[Data excerpts]
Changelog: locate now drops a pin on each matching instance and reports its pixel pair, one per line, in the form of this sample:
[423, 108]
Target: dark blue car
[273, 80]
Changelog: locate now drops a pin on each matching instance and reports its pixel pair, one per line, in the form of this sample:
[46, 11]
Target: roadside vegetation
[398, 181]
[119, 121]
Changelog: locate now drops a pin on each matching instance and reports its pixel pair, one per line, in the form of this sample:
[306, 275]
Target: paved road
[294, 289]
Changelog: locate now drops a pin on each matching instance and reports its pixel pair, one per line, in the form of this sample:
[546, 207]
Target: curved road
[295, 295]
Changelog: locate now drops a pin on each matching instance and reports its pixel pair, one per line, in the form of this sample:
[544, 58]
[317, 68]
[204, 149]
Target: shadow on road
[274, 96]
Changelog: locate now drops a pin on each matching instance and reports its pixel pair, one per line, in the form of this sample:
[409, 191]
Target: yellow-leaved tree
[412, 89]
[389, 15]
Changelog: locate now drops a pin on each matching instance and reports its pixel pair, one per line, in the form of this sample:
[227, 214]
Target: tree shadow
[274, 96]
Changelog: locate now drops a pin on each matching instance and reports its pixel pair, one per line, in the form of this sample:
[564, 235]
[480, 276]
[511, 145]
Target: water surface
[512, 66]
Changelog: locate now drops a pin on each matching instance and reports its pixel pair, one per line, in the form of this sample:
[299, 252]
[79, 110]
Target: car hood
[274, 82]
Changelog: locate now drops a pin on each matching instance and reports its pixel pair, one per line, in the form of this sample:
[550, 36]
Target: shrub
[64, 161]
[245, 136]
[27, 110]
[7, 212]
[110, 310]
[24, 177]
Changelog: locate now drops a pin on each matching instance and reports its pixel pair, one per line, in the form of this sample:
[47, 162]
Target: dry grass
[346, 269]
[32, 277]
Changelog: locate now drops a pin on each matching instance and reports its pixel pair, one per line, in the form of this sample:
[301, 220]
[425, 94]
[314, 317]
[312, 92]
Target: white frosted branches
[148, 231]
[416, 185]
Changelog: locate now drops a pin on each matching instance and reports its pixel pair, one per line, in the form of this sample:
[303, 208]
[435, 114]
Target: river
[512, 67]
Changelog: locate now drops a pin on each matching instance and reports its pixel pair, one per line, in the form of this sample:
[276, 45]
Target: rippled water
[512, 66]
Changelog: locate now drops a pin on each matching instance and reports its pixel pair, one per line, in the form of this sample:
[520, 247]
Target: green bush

[The task] Each line above should be duplicated without any alteration.

[Output of the task]
Changelog: locate now drops a pin on each matching instance and reports its pixel pair, one per line, in the form of this sample:
[423, 108]
Target: dark blue car
[273, 80]
Changelog: locate now drops a pin on each matching instance and reports its pixel pair, one per line, in the form of this sample:
[46, 11]
Target: roadside vegetation
[398, 181]
[119, 121]
Changelog: locate now drops a pin on each matching instance and reports its pixel pair, one per line, in the form of this sample:
[306, 275]
Target: paved road
[294, 289]
Changelog: locate now drops a pin on each matching instance and reports its pixel pair, one per line, in the form of this sample:
[546, 207]
Target: curved road
[295, 295]
Changelog: locate now drops a pin on each matching instance and reports its pixel pair, one per line, in the form of this sample:
[544, 58]
[317, 68]
[204, 149]
Target: shadow on road
[274, 96]
Changelog: locate now drops a pin on each matching instance and reports its pixel pair, one per line, in the form of this sample:
[409, 191]
Target: yellow-leaved tree
[412, 89]
[389, 15]
Changelog: locate now drops a pin on each matching instance and reports its pixel pair, one per line, in the form of this sample:
[227, 214]
Target: tree shadow
[274, 96]
Changelog: locate now drops a pin on each matching instance and reports its pixel pair, one per line, in the form of this sample:
[564, 235]
[480, 276]
[511, 145]
Target: water surface
[512, 66]
Changelog: locate now drops a pin on each matching instance and reports its pixel pair, one per line, in the form of this sample:
[299, 252]
[79, 110]
Target: car hood
[274, 82]
Changelog: locate now drops a pin on each matching instance and reports its pixel pair, one per line, in the form of this sample:
[550, 36]
Target: shrub
[64, 161]
[245, 136]
[27, 110]
[7, 212]
[110, 310]
[24, 177]
Changelog: locate now drops a pin on each matching instance and reports its pixel pair, one per line, in the form of this sample:
[47, 162]
Target: dry grass
[346, 269]
[32, 277]
Changelog: locate now drops a pin on each matching instance and reports its pixel pair, one per line, in the form of this sample:
[301, 220]
[425, 94]
[314, 317]
[312, 92]
Target: white frosted branches
[148, 231]
[416, 185]
Changelog: locate now drops a pin on each matching instance and reports its pixel pair, one per line, in the form of this sample:
[303, 208]
[435, 114]
Target: river
[512, 67]
Changelog: locate now drops a pin on each matching instance and reports its pixel pair, one per line, in the form of this sample:
[276, 45]
Target: rippled water
[512, 66]
Changelog: locate now drops a pin on each matching instance and reports its pixel pair, one per line, in the form of this sample:
[520, 247]
Target: green bush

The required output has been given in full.